■ **Data shown**
========================================================================

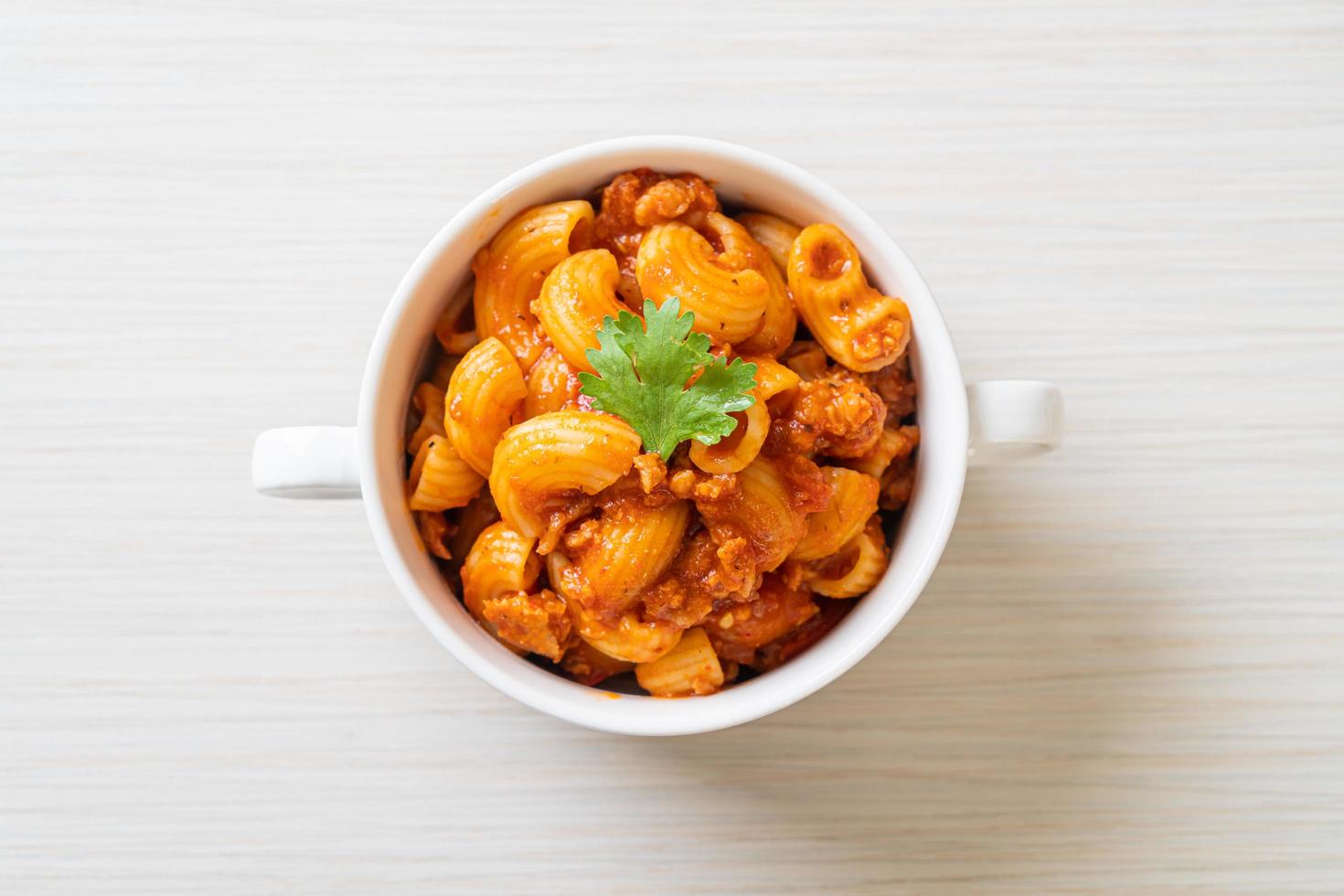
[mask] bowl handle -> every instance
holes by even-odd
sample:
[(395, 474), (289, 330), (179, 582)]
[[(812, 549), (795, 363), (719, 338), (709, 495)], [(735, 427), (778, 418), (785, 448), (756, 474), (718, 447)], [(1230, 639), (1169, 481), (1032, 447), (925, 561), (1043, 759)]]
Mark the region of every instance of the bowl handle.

========================================================================

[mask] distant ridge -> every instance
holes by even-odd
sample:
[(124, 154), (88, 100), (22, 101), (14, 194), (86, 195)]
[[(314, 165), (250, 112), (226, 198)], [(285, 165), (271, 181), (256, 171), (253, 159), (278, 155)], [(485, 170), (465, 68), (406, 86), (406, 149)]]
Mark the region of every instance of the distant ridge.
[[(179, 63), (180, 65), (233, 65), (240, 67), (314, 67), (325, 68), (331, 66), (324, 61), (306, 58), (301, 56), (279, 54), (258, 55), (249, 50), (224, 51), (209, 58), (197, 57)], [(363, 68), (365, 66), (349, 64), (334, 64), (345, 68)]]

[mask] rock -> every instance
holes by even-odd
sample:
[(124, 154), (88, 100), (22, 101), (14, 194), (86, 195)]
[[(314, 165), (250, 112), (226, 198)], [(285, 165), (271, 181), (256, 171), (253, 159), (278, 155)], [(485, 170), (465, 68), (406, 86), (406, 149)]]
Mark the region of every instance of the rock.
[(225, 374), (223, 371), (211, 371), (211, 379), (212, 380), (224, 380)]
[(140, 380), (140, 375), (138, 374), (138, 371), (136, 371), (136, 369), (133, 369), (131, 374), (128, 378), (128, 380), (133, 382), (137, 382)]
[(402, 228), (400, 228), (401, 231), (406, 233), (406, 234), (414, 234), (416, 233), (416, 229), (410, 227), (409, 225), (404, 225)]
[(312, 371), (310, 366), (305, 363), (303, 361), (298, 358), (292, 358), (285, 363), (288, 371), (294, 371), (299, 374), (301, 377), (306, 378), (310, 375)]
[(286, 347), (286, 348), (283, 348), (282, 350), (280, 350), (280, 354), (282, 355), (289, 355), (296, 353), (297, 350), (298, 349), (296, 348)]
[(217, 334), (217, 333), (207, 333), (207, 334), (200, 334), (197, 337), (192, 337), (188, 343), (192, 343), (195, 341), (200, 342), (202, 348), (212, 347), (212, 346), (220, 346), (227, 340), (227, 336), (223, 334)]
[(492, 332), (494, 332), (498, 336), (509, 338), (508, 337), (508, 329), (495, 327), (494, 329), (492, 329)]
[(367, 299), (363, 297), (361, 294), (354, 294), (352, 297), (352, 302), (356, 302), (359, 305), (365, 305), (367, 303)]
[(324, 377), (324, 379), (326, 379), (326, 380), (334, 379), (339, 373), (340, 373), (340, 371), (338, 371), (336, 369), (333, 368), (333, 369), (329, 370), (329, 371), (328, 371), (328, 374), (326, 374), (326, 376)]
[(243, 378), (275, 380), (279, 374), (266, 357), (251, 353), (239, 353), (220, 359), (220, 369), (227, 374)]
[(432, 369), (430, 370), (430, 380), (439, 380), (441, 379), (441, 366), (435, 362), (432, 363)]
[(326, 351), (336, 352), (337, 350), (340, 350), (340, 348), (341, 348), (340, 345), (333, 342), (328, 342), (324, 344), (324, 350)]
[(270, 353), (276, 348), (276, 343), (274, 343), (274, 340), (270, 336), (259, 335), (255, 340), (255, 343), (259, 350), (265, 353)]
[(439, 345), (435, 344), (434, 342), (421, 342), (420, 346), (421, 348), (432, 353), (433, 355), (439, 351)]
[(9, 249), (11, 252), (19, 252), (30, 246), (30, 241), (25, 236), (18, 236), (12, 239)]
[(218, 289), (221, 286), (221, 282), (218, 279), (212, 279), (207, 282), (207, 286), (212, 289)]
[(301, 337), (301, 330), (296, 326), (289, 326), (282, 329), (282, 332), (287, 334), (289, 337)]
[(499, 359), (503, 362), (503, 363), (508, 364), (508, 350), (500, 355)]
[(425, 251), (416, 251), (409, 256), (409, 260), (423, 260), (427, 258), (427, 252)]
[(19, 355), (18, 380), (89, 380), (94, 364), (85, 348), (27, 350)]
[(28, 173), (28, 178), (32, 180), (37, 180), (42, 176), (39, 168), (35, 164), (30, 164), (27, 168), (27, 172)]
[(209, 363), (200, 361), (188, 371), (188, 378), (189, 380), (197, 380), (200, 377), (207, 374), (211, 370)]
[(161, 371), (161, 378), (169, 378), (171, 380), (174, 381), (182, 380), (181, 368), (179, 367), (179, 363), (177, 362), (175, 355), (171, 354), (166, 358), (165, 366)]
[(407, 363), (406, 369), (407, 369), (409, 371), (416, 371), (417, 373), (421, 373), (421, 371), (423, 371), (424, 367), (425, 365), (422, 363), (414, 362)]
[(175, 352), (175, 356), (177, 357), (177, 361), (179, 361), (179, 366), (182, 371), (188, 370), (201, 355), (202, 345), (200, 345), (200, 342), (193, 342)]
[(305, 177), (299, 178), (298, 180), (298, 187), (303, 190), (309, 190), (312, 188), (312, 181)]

========================================================================

■ **Stated task**
Rewrite every line of the material starting at the line that contains "[mask] rock -> every instance" and ending at the line that contains "380), (224, 380)]", adding 61 to each coordinate in the answer outline and leaving all other numbers unchanged.

■ **Result**
[mask] rock -> every instance
holes by even-odd
sample:
[(124, 154), (88, 100), (22, 101), (14, 194), (86, 195)]
[[(314, 165), (250, 112), (226, 198)], [(285, 165), (271, 181), (256, 171), (253, 159), (278, 155)], [(485, 170), (465, 68), (406, 86), (406, 149)]]
Mark the region of every instance of the rock.
[(286, 435), (284, 432), (272, 432), (272, 440), (273, 441), (285, 441)]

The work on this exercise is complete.